(Pointing and labeling entries)

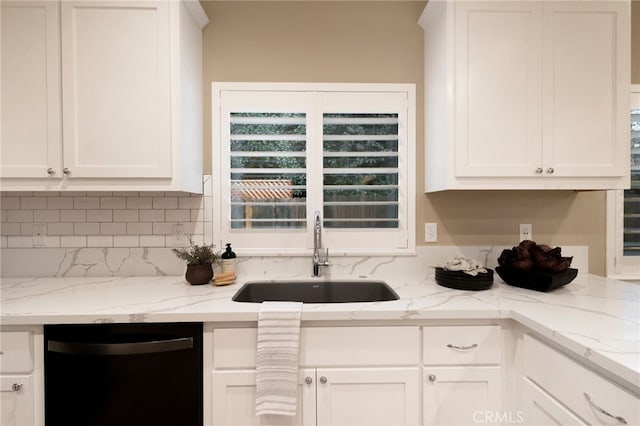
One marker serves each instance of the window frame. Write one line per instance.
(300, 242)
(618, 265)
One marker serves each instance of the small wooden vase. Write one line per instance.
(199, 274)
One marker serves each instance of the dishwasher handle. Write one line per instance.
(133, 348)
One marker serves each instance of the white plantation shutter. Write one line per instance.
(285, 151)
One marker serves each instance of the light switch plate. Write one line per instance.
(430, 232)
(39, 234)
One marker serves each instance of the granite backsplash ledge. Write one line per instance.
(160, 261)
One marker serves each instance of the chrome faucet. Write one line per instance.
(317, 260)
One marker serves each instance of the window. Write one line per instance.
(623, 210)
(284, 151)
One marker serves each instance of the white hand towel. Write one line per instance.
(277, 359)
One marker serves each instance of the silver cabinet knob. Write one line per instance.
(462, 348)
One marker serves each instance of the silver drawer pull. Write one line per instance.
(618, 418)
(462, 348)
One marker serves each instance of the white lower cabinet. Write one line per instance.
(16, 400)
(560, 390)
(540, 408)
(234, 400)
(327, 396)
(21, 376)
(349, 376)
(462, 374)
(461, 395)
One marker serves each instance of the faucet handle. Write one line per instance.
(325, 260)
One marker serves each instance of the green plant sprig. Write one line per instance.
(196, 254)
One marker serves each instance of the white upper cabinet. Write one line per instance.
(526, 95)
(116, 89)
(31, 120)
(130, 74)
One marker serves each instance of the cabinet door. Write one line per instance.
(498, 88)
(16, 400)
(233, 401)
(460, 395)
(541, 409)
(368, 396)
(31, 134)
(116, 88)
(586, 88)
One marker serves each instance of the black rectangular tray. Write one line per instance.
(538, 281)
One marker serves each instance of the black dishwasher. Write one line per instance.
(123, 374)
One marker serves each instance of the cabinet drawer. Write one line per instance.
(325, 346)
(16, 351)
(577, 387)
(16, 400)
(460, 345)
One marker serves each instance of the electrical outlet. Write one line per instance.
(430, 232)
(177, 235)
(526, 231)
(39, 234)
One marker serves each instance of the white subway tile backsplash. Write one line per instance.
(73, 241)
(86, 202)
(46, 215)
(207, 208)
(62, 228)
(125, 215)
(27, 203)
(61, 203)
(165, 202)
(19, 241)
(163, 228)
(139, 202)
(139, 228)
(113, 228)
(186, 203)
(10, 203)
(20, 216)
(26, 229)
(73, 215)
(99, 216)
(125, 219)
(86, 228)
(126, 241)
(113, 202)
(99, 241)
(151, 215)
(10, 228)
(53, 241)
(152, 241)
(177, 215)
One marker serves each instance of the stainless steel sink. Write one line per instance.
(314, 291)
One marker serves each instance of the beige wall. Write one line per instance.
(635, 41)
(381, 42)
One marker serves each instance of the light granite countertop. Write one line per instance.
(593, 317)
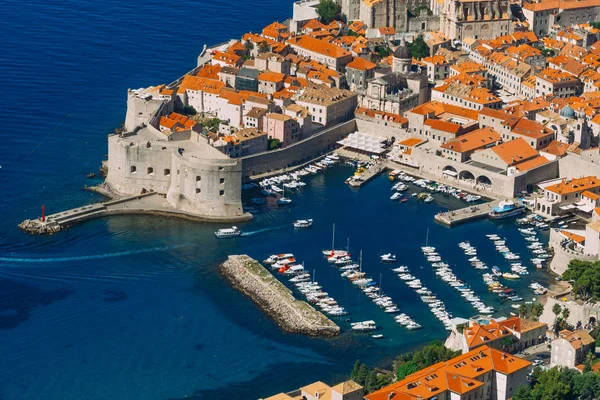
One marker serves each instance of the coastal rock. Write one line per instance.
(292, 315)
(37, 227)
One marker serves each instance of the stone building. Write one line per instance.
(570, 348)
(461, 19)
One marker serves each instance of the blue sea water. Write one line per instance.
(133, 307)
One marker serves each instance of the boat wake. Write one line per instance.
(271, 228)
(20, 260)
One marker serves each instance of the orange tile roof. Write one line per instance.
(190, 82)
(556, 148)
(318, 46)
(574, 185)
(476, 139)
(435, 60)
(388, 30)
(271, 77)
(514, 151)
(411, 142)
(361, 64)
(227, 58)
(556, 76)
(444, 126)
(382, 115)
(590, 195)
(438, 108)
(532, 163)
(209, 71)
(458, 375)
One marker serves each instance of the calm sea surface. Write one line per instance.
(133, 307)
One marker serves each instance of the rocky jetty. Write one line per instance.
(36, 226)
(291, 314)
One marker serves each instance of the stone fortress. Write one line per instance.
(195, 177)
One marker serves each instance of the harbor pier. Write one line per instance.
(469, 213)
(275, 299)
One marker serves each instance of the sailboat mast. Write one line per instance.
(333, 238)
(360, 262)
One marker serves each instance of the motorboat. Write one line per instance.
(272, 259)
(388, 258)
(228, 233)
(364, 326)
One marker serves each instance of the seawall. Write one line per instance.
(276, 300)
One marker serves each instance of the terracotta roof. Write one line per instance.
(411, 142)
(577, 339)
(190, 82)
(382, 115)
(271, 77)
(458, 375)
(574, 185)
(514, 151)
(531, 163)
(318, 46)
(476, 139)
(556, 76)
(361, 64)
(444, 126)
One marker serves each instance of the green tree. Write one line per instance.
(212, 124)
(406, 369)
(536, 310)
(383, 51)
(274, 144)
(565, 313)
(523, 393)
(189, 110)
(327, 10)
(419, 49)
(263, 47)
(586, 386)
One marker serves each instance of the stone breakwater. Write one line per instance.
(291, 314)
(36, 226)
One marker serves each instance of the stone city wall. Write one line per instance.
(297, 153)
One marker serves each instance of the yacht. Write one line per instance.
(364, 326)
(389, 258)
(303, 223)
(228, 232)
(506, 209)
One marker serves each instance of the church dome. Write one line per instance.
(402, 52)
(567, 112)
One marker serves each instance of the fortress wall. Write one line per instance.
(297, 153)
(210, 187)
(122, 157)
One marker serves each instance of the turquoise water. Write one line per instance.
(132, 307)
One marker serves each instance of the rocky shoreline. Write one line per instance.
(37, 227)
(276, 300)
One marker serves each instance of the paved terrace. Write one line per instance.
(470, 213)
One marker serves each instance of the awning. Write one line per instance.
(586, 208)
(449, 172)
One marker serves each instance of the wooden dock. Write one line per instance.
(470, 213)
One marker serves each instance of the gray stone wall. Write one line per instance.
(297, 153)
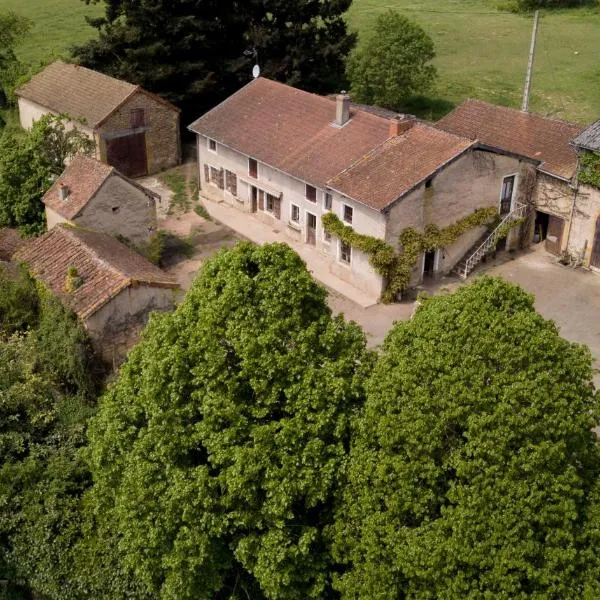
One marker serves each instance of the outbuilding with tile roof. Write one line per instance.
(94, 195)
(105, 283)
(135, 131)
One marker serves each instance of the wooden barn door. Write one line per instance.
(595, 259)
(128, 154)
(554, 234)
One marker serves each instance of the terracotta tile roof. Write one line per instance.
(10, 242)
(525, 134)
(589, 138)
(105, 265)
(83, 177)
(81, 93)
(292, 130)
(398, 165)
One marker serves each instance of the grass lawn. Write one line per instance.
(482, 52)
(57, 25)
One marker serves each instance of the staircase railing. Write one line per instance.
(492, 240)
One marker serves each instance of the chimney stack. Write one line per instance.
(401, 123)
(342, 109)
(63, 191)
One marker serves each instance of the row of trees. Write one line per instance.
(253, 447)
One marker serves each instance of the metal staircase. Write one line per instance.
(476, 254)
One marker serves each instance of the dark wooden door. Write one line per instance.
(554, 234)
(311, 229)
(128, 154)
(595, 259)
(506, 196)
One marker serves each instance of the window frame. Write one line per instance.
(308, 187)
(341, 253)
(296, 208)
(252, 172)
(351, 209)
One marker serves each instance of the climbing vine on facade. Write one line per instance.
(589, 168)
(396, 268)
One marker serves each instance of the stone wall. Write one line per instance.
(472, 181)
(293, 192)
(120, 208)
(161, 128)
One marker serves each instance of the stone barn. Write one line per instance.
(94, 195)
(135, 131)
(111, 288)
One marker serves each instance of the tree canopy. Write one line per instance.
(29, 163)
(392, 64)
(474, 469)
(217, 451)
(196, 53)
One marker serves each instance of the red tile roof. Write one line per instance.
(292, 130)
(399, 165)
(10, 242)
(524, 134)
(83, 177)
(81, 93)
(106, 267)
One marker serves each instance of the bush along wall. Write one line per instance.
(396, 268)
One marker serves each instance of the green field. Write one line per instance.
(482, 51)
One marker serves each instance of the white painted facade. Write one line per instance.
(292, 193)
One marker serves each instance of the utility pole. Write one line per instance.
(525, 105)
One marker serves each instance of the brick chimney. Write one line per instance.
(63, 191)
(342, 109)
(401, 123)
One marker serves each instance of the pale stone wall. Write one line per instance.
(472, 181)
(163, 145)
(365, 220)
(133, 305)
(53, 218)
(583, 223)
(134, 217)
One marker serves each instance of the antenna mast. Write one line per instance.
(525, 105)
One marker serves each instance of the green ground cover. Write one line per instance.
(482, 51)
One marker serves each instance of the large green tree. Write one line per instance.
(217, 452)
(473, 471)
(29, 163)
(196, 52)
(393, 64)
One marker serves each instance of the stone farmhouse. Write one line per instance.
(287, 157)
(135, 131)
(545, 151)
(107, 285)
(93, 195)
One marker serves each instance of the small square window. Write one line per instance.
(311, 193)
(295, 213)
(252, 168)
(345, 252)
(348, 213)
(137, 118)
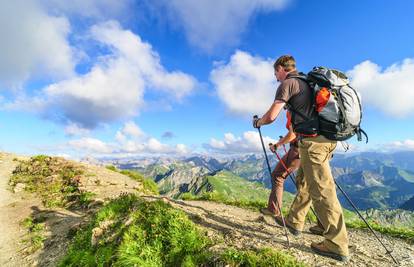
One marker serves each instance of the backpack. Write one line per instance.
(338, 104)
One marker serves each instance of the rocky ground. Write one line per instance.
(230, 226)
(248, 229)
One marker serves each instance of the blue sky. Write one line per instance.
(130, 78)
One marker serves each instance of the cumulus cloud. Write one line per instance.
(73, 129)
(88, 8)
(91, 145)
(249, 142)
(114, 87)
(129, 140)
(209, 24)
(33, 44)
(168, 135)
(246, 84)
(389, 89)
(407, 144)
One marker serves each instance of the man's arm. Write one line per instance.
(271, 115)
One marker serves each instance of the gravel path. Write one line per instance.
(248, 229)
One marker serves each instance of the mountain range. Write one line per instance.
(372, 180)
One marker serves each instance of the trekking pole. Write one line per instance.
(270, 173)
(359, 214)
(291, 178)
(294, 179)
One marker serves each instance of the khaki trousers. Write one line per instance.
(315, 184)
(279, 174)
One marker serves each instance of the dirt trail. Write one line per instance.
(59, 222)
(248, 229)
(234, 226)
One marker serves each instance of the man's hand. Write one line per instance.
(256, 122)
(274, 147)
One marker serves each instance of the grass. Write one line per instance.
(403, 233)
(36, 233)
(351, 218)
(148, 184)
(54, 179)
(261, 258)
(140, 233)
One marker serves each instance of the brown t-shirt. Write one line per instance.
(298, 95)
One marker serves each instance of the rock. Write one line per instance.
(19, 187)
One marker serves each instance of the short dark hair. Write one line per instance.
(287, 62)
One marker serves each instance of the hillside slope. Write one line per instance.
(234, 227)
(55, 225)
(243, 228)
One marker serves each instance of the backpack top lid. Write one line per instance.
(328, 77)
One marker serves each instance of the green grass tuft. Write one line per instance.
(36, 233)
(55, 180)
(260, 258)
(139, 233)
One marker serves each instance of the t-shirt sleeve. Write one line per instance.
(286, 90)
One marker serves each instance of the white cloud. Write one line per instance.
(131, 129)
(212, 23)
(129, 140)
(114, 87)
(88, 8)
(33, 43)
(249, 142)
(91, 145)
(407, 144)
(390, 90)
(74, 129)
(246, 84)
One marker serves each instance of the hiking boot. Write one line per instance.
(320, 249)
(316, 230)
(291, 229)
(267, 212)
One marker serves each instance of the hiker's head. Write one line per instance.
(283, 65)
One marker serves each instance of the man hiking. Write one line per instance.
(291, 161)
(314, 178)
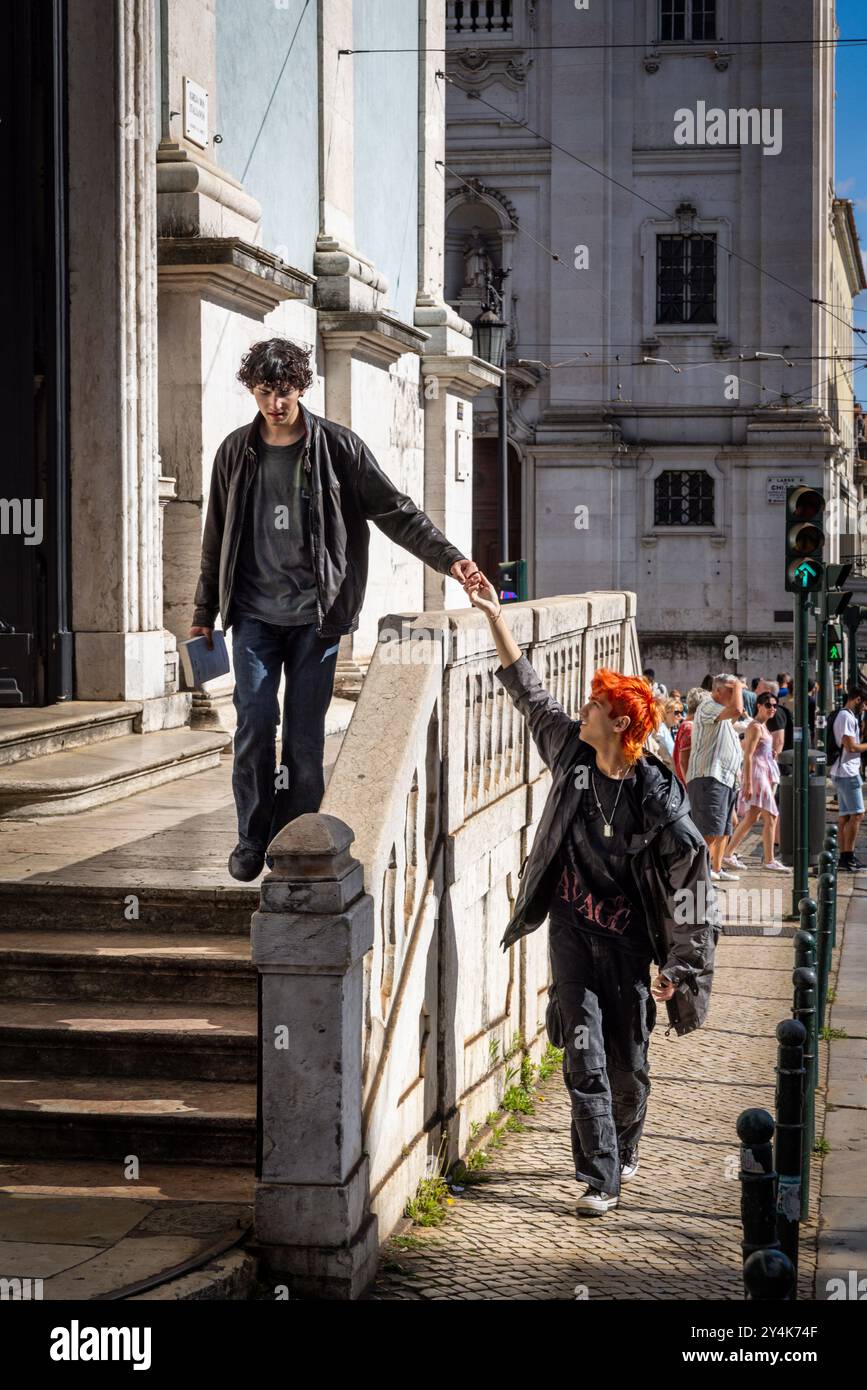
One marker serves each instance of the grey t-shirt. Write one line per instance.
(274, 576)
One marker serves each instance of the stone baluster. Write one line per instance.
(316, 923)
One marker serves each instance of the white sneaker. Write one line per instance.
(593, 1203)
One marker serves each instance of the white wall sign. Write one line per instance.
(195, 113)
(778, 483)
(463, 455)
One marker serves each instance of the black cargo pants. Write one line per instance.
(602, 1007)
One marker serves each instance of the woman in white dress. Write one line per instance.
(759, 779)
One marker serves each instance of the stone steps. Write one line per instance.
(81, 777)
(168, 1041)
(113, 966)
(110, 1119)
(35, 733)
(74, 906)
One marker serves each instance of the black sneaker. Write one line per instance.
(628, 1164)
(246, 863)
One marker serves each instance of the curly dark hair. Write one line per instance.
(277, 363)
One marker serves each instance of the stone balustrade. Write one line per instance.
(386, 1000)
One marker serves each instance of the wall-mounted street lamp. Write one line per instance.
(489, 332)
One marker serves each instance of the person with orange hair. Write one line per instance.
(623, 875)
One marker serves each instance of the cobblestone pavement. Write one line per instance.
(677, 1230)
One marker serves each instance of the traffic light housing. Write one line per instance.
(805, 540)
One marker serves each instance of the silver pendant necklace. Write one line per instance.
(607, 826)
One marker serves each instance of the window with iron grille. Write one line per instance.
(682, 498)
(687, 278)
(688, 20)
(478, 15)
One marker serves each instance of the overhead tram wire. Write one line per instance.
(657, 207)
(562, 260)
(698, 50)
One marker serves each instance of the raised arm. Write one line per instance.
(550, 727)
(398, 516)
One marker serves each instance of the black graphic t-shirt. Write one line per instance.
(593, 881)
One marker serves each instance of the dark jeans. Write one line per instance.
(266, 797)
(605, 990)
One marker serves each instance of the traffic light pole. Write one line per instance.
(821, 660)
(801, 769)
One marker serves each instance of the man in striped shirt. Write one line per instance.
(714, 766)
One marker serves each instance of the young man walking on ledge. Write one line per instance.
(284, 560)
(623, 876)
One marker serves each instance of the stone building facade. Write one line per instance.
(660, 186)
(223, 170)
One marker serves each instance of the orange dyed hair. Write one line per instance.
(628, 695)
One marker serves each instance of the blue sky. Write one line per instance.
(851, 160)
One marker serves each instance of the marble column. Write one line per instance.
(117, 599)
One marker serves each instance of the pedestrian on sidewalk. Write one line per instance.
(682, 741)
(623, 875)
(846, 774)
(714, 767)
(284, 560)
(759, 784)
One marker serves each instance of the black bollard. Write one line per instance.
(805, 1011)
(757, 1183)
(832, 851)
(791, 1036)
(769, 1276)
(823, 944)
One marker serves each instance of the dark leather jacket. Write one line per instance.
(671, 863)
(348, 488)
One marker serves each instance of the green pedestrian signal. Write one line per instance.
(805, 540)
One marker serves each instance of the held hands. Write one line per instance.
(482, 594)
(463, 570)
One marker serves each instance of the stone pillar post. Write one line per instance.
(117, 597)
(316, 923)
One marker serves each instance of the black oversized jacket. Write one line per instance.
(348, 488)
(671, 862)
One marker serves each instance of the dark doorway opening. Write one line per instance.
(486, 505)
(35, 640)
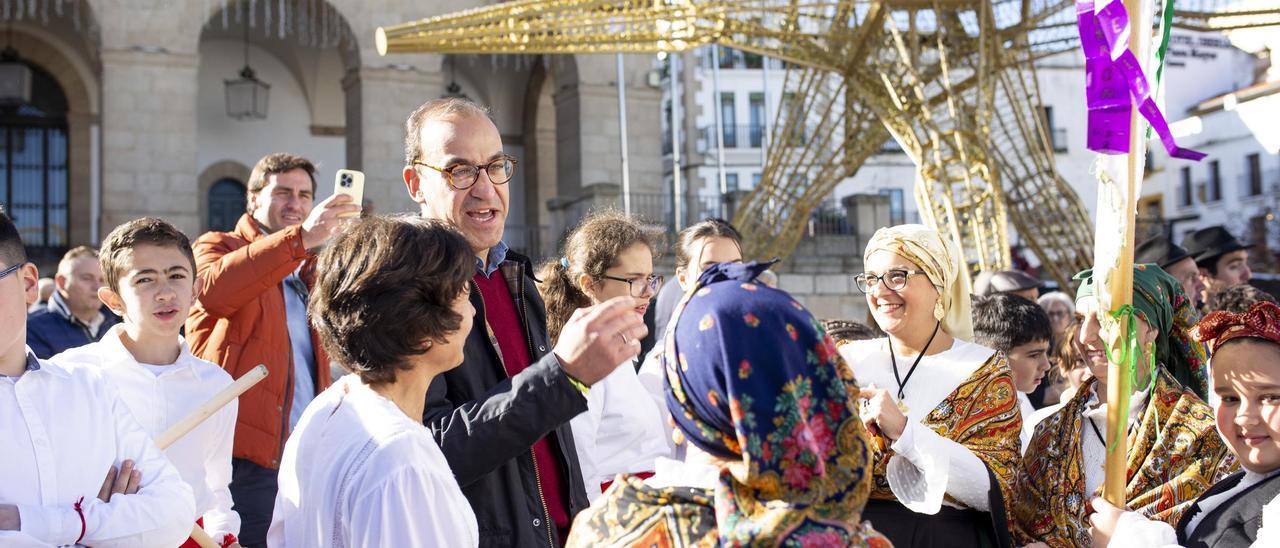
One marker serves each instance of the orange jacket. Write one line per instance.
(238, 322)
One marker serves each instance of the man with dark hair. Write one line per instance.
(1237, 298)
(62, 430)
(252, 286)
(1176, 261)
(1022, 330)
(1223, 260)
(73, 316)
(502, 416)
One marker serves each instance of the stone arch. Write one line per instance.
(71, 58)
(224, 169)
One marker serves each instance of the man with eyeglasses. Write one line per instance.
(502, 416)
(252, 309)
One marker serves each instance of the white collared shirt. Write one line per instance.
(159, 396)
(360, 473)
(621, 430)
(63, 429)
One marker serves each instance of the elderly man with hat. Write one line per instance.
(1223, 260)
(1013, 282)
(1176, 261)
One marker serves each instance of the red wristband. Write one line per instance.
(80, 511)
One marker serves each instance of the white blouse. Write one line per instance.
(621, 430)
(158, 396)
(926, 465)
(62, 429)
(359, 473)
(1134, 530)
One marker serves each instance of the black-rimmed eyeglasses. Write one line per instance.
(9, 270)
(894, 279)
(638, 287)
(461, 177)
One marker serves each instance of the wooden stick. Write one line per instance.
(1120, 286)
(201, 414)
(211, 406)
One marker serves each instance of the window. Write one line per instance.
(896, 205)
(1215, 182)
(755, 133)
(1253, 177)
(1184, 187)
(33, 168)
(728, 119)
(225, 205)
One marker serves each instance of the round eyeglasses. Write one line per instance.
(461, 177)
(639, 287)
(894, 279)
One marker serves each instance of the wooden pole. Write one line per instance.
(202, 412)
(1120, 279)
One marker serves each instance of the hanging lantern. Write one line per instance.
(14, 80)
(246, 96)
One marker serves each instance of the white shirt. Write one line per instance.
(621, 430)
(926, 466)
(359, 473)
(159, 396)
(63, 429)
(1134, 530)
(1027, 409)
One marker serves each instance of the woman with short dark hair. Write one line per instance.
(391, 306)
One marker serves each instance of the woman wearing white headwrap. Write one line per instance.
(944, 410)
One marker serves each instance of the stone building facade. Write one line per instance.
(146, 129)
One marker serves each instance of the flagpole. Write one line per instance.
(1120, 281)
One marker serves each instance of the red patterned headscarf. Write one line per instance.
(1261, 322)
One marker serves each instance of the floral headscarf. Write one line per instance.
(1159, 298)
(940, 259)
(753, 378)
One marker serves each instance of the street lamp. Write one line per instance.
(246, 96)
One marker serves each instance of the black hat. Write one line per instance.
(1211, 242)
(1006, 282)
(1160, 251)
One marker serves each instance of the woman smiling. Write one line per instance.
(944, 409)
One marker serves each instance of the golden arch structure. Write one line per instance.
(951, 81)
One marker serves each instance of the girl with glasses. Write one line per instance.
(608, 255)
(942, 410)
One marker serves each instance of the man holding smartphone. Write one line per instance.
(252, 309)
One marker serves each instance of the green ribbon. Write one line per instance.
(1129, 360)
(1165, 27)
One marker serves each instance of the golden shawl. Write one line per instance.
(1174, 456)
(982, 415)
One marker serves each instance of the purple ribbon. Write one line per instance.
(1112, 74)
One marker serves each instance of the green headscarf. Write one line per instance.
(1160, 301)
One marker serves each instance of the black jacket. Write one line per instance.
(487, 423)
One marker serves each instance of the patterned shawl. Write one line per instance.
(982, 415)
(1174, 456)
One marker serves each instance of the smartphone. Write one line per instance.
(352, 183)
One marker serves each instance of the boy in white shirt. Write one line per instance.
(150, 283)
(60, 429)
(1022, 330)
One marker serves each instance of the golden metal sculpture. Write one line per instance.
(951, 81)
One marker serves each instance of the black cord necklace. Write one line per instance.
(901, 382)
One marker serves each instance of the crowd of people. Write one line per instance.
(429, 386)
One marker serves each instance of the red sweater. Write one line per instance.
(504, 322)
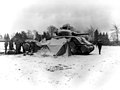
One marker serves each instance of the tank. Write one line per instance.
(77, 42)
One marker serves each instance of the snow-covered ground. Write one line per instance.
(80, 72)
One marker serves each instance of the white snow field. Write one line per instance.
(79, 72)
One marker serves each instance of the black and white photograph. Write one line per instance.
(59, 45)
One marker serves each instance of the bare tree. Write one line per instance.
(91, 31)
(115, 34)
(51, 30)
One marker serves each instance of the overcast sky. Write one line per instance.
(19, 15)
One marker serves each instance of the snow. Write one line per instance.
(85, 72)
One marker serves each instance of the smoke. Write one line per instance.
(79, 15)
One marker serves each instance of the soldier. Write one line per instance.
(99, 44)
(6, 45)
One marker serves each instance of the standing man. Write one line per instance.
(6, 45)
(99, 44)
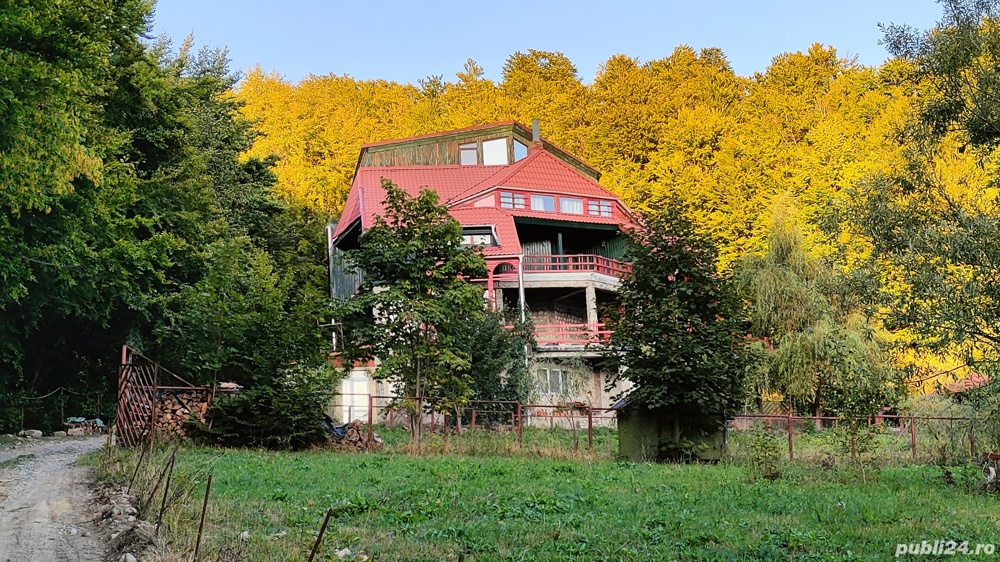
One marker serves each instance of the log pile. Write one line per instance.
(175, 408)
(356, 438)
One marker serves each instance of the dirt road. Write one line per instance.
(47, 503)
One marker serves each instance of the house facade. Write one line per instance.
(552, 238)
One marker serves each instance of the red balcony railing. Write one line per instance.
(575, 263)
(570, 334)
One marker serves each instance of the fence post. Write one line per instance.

:: Exercise aim ::
Word for word, restate the lines from the one containing "One marker serves each instance of the black cord" through the end of the listing, and nothing more. Skip the pictures.

:: Solution to this task ::
One marker serves each instance of the black cord necklace. Write one line per instance.
(901, 382)
One marker serves each instance of the crowd of people. Write one line per instance.
(429, 386)
One marker serves each instance of the red sweater. Write one line per instance.
(504, 322)
One marker serves each instance of the tank. Write one line per instance.
(77, 42)
One marker serves each instance of the snow-covered ground. Write one line per instance.
(80, 72)
One marker serves each instance of the white snow field. Write one line per instance.
(79, 72)
One marker serves each instance of the black and white photograph. Write one line per instance.
(59, 45)
One marker serves each instance of the bare tree. Write one line per instance.
(91, 31)
(115, 34)
(51, 30)
One marker serves each instance of the overcast sky. Write one line per instance.
(19, 15)
One marker serves each instance of the snow. Write one line per instance.
(85, 72)
One marker serves each instance of the smoke. Write one line per instance.
(79, 15)
One marker serves each instance of the soldier. Write one line per instance.
(99, 44)
(6, 45)
One marker serves each instance of the standing man. Write one line per instance.
(6, 45)
(99, 44)
One marker serves each instance of the log pile. Write one line per instance.
(175, 408)
(356, 438)
One marker serves each instance of the dirt road. Write one line per instance.
(47, 503)
One marker serves each instance of the house facade. Write one line per instance.
(552, 238)
One marker serves each instance of the red balcony railing. Write one line per instance.
(575, 263)
(570, 334)
One marker serves each instance of the fence post. Write one line per instance.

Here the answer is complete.